→ **READING TEXT**
*-*-*

Spanish television presenter

María Casado Paredes (born 14 March 1978) is a Spanish journalist and presenter. She is known for her longstanding involvement in the newscast department of Televisión Española (TVE) from 2005 to 2020.

== Biography ==
Born in Barcelona on 14 March 1978. After earning a licentiate degree in journalism from the University of Barcelona, she started working for the public radio broadcaster Radio Nacional de España (RNE) in 1999, as editor in Ràdio 4. After a brief spell in the Catalan public radio broadcaster Catalunya Ràdio as producer of El matí, she returned to RNE in 2003.

She entered TVE's newscast service in 2005. She became the anchor of the weekend edition of the Telediario in 2006 and co-hosted Informe Semanal from 2007 to 2009. She joined the political debate program 59 segundos in 2009 (she had already hosted its Catalan-language equivalent 59 segons in the TV blocks of the Spanish public broadcaster in Catalonia). After the latter Globomedia-produced program was axed because of its costs in 2012, Casado briefly continued as host of its successor El debate de La 1, as she soon became the presenter of the breakfast television news program Los Desayunos de TVE in that year, replacing Ana Pastor. She left Los Desayunos in 2016 to replace Mariló Montero as host of the morning television show La Mañana. She became the chairwoman of the Spain's Academy of Television and Audiovisual Arts and Sciences in 2018. In 2020, after 4 years hosting La Mañana, she was replaced by the meteorologist Mònica López as presenter of the show, which was renamed as La Hora de La 1. She subsequently left TVE and joined Antonio Banderas' Málaga-based production company Soho TV.

In 2020, Casado was the presenter on the Banderas-directed music web television series Escena en blanco y negro, released on Amazon Prime Video. On 6 March 2021, Casado and Banderas directed and hosted the 35th Goya Awards ceremony.

Her return to TVE was announced in October 2021, set the host a weekly show produced in Sant Cugat del Vallès.

Between 2022 and 2023, she returned to TVE with the interview program Las tres puertas, produced by Teatro Soho Televisión; its first season aired on La 1 and the second on La 2. During its first season, the show received two nominations at the 2022 Iris Awards from the Academy of Television for Best Program and Best Presenter, with María Casado winning the latter award for her work hosting the program.

On September 11, 2024, she joined the newsroom of Informativos Telecinco, and on September 21 of the same year, she became co-presenter and editor of the weekend editions alongside David Cantero. This reunited the two professionals 14 years later, after having previously co-presented TVE's Telediario Fin de Semana together for four years. Her move to Mediaset marked her departure as director of Teatro Soho TV, leading her to reside in Torremolinos (Málaga) from Monday to Wednesday, and in Madrid from Thursday to Sunday to prepare and present the weekend newscasts.

*-*-*

→ **MATERIAL SHOWN**
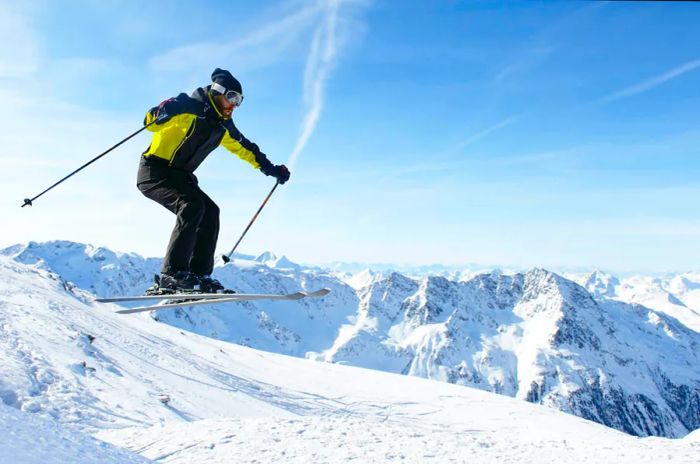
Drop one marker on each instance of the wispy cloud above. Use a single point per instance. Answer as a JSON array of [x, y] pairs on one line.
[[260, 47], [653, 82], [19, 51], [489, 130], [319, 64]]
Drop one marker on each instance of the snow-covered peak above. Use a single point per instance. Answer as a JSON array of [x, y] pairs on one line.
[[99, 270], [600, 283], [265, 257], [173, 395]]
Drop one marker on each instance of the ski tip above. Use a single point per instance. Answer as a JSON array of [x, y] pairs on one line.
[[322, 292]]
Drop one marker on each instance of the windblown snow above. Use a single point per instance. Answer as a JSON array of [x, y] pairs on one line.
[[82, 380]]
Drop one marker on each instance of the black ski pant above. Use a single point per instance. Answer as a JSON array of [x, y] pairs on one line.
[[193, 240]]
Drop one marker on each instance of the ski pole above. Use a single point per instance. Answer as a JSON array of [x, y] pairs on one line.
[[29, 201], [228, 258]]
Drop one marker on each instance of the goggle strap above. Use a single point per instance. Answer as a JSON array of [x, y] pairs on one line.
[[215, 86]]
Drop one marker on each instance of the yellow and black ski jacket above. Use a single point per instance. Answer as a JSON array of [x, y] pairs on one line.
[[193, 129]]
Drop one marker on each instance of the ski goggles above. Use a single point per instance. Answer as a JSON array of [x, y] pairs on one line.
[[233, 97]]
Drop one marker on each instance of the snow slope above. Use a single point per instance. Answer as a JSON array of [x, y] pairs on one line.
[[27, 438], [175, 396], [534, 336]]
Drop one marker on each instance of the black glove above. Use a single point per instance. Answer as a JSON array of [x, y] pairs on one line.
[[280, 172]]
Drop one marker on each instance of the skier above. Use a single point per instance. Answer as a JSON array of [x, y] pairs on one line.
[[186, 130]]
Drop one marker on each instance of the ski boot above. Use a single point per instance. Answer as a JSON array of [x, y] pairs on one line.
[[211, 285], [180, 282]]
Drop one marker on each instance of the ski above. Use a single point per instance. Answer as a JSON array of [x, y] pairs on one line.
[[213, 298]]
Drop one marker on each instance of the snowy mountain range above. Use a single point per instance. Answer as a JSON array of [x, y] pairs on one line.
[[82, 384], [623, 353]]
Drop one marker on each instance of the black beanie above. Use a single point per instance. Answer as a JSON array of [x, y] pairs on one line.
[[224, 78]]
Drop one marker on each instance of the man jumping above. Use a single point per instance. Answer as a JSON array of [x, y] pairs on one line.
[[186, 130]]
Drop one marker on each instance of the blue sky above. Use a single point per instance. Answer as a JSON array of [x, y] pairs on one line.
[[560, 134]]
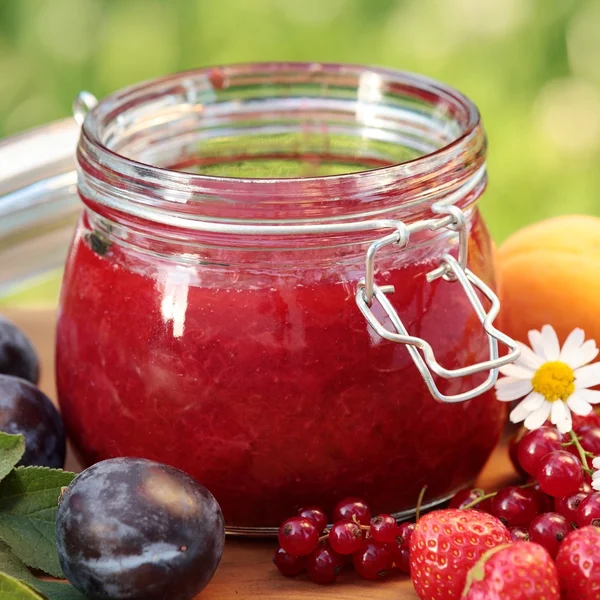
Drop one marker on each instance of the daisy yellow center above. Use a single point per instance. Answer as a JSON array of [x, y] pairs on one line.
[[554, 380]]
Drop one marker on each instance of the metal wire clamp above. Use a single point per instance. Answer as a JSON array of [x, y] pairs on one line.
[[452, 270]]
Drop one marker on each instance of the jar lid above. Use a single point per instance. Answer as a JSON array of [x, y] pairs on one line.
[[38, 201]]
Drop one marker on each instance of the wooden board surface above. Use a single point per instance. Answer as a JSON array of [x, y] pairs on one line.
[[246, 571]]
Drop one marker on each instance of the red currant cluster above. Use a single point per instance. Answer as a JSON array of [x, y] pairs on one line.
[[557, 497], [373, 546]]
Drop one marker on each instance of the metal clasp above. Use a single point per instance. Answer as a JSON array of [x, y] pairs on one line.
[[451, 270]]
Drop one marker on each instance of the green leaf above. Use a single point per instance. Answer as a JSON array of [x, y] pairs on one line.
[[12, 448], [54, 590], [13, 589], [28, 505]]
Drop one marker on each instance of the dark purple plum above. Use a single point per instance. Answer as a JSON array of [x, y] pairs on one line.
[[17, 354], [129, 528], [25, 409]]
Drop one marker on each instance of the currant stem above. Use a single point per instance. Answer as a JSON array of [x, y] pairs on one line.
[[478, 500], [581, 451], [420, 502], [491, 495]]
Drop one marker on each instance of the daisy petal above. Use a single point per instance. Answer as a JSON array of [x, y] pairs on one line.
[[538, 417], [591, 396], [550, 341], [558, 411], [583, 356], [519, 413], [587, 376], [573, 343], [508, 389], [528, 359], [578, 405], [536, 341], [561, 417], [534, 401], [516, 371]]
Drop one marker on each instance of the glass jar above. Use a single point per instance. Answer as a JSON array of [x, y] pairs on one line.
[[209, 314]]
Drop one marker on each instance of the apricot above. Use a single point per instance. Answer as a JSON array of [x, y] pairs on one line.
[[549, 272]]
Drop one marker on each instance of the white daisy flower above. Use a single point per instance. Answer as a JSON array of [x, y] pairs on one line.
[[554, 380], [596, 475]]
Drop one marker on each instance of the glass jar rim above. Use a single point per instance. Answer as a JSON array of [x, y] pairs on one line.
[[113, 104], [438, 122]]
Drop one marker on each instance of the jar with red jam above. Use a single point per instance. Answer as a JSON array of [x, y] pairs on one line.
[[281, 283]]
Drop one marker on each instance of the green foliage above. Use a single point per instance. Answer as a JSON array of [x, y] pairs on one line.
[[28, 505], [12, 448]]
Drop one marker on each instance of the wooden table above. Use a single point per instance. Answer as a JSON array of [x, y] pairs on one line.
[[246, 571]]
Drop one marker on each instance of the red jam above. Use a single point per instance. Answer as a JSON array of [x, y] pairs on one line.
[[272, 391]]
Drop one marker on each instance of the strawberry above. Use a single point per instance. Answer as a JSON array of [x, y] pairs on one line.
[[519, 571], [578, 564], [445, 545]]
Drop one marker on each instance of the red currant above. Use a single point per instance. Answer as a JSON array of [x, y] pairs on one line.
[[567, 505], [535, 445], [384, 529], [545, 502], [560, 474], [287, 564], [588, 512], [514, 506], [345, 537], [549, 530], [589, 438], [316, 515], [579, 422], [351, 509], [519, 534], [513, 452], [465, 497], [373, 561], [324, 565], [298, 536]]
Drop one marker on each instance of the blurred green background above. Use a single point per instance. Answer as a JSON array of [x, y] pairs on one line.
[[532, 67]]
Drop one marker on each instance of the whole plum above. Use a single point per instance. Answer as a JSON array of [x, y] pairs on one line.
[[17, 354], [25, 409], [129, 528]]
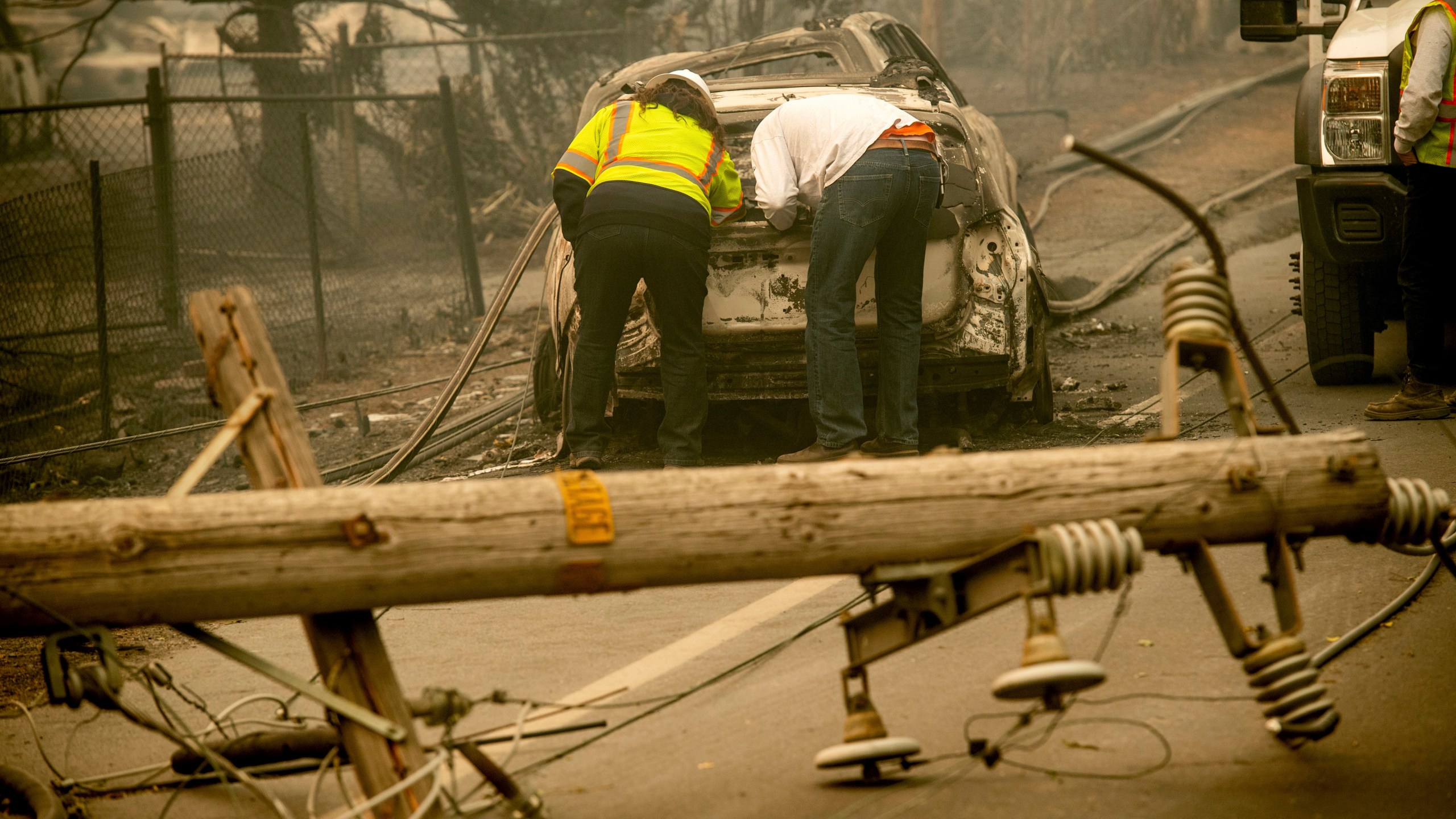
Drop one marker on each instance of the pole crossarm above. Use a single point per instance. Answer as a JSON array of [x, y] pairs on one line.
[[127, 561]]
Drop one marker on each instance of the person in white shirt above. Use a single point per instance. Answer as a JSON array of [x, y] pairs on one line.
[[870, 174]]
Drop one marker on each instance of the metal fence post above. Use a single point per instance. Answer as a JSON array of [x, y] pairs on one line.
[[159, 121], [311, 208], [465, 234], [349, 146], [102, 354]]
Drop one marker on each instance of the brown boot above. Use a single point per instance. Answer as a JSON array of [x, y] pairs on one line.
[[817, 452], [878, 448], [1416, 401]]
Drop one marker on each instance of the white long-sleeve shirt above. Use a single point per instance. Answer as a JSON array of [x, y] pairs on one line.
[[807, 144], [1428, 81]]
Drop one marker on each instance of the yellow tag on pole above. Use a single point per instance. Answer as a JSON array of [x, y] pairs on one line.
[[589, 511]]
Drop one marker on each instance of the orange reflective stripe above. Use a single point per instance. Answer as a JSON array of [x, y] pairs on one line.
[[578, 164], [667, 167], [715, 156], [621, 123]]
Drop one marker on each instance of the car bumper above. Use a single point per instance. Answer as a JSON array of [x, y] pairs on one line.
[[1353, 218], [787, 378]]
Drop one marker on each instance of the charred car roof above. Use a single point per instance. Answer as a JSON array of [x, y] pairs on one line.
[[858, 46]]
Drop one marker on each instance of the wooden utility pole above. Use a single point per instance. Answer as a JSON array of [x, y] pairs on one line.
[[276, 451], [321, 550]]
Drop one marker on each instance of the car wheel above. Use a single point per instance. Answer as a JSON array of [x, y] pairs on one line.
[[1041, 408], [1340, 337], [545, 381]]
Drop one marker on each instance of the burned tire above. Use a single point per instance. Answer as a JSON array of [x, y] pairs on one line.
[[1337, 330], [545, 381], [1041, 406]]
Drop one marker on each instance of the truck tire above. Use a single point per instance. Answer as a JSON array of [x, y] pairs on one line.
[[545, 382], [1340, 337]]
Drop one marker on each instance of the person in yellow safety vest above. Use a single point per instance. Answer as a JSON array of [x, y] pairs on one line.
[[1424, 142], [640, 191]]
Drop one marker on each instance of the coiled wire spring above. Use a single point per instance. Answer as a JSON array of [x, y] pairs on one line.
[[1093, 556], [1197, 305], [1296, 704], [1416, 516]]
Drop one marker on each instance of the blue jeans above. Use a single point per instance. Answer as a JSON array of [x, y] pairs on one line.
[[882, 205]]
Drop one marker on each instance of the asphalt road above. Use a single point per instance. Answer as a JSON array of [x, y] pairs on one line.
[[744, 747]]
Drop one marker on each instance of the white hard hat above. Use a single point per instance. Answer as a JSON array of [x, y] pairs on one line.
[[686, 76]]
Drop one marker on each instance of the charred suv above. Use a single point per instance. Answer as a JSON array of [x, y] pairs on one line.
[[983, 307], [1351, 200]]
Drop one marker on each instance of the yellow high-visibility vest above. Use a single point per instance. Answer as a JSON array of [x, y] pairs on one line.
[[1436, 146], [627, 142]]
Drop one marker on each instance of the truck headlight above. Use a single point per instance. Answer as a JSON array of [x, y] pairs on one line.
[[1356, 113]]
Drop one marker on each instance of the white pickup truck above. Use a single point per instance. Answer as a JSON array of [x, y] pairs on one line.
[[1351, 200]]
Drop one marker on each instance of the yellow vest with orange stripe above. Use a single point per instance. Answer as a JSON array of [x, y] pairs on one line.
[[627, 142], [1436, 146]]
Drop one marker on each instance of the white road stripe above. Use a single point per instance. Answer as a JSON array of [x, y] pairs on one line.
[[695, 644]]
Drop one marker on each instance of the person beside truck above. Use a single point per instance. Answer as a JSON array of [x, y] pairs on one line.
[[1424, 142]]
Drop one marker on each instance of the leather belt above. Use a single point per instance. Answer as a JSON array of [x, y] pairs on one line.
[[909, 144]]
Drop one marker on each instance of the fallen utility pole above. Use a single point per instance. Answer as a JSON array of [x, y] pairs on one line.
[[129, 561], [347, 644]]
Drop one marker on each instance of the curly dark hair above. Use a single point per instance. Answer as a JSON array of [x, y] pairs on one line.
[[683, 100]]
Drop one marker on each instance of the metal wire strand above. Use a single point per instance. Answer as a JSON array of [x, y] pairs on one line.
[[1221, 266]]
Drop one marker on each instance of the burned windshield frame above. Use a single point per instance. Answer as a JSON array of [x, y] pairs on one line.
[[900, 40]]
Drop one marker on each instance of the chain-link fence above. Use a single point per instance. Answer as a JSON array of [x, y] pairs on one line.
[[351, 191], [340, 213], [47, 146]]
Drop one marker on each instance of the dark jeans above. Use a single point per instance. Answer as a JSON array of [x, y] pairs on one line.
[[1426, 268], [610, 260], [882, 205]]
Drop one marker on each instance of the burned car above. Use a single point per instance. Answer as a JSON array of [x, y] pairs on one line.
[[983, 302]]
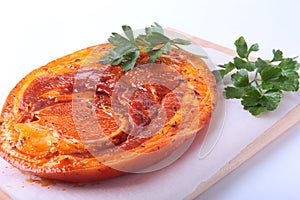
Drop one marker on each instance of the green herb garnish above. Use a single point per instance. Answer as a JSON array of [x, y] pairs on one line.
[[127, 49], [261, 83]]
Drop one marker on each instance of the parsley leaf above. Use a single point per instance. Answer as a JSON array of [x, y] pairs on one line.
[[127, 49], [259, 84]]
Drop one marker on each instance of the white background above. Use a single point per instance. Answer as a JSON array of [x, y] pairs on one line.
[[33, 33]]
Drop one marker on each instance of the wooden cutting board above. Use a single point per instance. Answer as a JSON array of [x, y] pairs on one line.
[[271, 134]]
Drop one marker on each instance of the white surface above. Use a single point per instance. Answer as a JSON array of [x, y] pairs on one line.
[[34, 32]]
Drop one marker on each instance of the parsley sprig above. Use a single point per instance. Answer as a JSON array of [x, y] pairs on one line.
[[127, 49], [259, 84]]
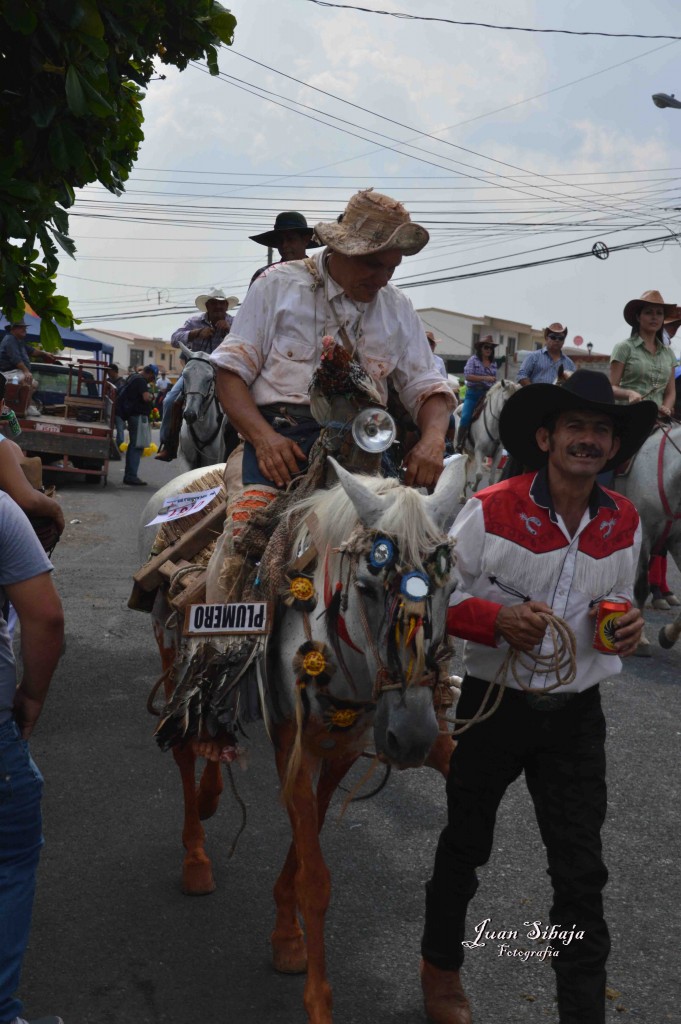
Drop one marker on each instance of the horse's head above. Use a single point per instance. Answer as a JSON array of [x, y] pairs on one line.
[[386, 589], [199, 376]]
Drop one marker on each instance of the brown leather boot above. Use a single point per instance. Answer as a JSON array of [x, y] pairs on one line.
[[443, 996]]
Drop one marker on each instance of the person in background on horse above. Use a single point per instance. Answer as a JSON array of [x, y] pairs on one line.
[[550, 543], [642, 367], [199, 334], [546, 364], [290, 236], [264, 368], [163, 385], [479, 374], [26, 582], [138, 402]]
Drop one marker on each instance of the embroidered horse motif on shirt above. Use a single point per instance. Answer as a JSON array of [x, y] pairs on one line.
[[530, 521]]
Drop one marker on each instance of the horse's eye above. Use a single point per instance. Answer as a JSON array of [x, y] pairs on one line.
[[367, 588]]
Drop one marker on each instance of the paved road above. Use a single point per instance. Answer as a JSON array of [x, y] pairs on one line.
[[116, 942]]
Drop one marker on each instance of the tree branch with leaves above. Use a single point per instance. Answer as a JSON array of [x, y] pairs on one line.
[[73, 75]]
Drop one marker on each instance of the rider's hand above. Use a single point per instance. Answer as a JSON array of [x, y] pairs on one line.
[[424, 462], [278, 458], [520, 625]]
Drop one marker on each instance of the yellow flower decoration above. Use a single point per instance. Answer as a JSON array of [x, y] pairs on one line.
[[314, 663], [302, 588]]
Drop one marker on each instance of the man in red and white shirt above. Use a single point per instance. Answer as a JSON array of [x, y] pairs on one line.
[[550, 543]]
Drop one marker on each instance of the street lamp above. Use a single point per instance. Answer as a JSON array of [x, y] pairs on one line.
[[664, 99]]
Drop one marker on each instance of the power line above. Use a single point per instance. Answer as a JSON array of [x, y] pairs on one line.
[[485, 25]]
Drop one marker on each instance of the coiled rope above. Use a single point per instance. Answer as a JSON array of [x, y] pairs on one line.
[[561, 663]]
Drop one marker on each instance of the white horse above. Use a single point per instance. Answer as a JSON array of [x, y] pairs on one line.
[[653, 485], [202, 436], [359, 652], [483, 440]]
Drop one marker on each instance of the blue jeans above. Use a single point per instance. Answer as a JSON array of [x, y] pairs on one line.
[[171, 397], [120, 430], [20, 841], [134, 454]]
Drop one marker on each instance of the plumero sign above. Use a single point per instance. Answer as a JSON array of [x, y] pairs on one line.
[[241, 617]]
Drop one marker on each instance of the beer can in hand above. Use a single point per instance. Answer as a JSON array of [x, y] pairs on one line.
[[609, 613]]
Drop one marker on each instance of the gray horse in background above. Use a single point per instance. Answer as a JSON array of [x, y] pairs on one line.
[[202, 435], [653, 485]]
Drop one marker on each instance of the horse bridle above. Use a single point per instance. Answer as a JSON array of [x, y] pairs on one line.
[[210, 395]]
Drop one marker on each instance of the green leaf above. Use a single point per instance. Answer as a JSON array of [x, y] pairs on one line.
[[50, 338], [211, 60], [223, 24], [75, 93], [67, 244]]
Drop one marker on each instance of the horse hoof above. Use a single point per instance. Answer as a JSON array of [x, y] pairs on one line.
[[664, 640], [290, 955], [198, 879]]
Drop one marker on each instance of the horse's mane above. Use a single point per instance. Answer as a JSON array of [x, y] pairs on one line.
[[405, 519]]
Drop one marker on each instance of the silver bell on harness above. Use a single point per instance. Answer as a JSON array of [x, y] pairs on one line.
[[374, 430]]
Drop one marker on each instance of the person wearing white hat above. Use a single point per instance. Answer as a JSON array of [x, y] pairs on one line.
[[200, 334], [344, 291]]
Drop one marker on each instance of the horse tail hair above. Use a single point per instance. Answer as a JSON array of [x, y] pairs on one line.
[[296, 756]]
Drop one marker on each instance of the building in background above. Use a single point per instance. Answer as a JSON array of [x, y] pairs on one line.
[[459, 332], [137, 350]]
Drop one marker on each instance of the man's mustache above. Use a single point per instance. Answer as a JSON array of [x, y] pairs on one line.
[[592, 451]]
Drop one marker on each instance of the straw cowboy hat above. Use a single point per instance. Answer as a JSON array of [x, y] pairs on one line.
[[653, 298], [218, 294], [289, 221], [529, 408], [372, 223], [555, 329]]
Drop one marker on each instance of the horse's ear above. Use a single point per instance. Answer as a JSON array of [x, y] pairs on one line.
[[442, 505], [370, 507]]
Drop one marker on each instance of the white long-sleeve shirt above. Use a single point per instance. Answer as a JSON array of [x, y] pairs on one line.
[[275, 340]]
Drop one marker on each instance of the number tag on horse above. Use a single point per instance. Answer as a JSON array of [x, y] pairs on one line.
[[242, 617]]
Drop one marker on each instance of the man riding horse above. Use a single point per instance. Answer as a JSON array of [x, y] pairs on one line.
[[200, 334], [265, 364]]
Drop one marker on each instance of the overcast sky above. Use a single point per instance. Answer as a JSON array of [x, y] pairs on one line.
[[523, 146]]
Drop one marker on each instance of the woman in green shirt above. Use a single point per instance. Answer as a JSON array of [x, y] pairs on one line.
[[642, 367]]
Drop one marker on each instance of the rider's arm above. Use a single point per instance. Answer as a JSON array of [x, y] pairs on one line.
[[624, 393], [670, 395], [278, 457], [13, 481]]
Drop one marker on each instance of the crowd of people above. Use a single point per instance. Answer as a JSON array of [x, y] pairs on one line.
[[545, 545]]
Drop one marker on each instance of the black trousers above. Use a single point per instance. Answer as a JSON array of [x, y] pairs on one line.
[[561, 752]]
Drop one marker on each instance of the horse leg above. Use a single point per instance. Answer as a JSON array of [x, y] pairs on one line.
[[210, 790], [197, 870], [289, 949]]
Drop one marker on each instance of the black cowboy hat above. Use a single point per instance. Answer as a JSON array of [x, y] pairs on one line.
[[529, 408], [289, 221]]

*-*-*

→ **TASK DESCRIPTION**
Condense the paragraph of the biography that begins "Born in Barcelona" into a short list that keeps its main facts.

→ **EXERCISE SOLUTION**
- Born in Barcelona on 14 March 1978
- Earned a licentiate degree in journalism from the University of Barcelona
- Started at Radio Nacional de España (RNE) in 1999 as an editor in Ràdio 4
- Worked briefly at Catalunya Ràdio as producer of El matí
- Returned to RNE in 2003